• PROBLEM DETAILS:
Could you set down every record below exactly as it appears?

• SUPPLIED MATERIAL:

*** Block opens ***

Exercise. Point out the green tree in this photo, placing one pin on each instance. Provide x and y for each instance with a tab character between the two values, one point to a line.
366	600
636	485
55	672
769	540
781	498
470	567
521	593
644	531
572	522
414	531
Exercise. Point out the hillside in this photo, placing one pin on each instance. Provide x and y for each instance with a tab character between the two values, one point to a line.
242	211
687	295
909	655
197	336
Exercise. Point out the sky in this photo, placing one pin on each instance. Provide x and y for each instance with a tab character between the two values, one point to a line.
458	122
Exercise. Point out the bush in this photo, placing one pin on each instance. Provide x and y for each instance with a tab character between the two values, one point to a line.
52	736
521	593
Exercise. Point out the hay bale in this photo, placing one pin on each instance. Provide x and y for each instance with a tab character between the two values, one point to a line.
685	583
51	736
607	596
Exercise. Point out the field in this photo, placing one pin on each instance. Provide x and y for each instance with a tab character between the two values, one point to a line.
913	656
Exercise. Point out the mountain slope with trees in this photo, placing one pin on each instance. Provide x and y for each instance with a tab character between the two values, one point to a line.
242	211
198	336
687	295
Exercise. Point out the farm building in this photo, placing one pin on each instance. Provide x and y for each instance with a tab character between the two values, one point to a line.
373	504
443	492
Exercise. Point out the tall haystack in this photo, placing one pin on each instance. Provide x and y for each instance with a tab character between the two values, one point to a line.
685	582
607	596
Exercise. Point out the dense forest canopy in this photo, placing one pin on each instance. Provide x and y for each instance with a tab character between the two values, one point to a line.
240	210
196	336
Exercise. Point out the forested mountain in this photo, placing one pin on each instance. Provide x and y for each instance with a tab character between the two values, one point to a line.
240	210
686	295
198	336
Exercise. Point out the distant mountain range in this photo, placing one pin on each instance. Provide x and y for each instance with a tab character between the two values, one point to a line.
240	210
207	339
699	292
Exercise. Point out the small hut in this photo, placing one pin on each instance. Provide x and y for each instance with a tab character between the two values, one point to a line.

*** Block closes ***

• RESPONSE FOR THIS EXERCISE:
Exercise. Point out the green tree in this photo, placing one pin on each instance. Provide x and y for each instance with a tab character between the two values, one point to a line.
366	600
636	485
55	672
769	540
781	498
470	567
521	593
644	531
572	522
414	531
Exercise. Point out the hillside in this photo, placing one pin on each instance. Provide x and y for each instance with a tab character between the two values, one point to a line.
242	211
687	295
909	655
197	336
Exercise. Point out the sky in this photo, placing one pin on each instance. Provide x and y for each instance with a tab character between the two values, one point to a line.
458	122
Exercise. Point out the bush in this photo, placing one pin on each instance. Provide x and y for each instance with a tab character between the two values, one point to a line.
52	736
521	593
Exercise. Point out the hay bale in this photo, placing one pin on each instance. Provide x and y for each instance with a tab character between the two values, one point to a line.
685	583
51	736
607	596
Exercise. Point out the field in this photo, placing one pin on each instance. Provide x and y for each instance with a tab character between the two values, one point to a line.
913	656
Exercise. Point out the mountain slope with trees in this photo, placing one pin on each instance. Provide x and y for each instance with a tab character between the two values, one point to a line.
242	211
198	336
687	295
Exercise. Point out the farm building in this photo, placing one pin on each instance. Provide x and y for each instance with a tab character between the two values, one point to a line.
373	504
443	492
Exercise. Point out the tall haystack in this photo, placing one pin on each instance. Provide x and y for each instance with a tab character between the two values, one point to a line.
685	582
607	596
Exercise. Point out the dense forest canopy in this photo, placing one pin on each instance. Provide x and y for each instance with a tab character between the two values, one point to a line.
240	210
196	336
Exercise. Point out the forested mountain in this photo, placing one pin on each instance. Provide x and y for each instance with a tab character between the two values, one point to a line.
240	210
686	295
198	336
Exercise. Point out the distant mountain range in this photo, placing one pin on each instance. Provide x and y for each instance with a tab character between the two values, one point to a line.
240	210
207	339
699	292
Exercise. Point out the small hut in this photo, placing one pin on each instance. Provide x and y for each instance with a tab character between the two values, one point to a line.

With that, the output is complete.